START DOCUMENT SECTION

I have been struggling the last few days. Lost my mum to a rare but treatable illness in June. She died alone in hospital and although she had been very ill ( critical care for a week on a ventilator) she was improving and was expected to come come out of hospital.
Every night when I am trying to get to sleep, I go through those last few minutes before knowing she had gone- the phone call from my sister to say we needs to get to the hospital, me rushing out the door trying not to let my DD know what was going on as she was about to do her last AS exam that day. Knowing, as I parked the car at the hospital, walking towards the ward, that she had in all likelihood passed away, seeing the nurse outside her room who told me what had happened, seeing my dad in bits, seeing my mum lying on the hospital bed.
I just can't get it out of my head. And it's not getting any easier. I just so desperately want to know what happened at the end. She had rung for a nurse to go to the bathroom at 4 am. They helped her and then when the nurse went back in at 6am to take obs she had passed away in her sleep.

END DOCUMENT SECTION

→ WORK INSTRUCTIONS:
(1) Use the post about the mother's death to answer the following:
(a) In which month did the mother die?
(b) How long was she in critical care on a ventilator?
(c) At what time did she ring for a nurse to go to the bathroom?
(2) Carry on writing the post about the mother's death from its final sentence.

START EXERCISE DATA

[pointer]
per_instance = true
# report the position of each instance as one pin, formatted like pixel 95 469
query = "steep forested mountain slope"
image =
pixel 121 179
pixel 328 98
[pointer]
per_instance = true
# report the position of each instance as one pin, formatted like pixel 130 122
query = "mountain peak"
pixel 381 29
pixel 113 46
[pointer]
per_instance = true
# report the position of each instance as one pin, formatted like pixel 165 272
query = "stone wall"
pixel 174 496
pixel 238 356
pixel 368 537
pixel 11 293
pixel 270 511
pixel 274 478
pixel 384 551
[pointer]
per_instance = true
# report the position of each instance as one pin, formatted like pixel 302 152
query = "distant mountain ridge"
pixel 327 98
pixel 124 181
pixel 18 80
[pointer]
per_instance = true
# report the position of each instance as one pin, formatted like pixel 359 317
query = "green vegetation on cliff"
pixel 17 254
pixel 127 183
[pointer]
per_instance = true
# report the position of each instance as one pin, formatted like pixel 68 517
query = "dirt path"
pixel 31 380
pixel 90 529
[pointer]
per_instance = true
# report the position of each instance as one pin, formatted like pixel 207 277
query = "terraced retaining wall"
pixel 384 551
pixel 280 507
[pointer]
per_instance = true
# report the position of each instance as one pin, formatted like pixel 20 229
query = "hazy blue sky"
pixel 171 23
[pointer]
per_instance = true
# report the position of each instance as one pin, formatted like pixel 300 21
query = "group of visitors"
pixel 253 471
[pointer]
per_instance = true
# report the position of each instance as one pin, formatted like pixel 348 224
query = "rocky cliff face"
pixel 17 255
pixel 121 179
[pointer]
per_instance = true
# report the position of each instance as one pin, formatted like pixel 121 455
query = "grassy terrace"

END EXERCISE DATA

→ RESULTS FOR EACH TASK:
(1)
(a) June
(b) A week
(c) 4 am

(2)
We had a meeting with the doctors the day after who told us they were as shocked as we were- that she had responded well to treatment and was supposed to be leaving hospital a few days later. They said they thought she had gone quickly, if she had been able to ring the bell for a nurse she would have done if she was in pain- that it must have been quick.
I hate that I never got to say goodbye. I want to know she didn't suffer. I want to know what happened at the end but I never will.
I just can't stop obsessing about it.
I want to know she is somewhere- wish I believed in something but I don't.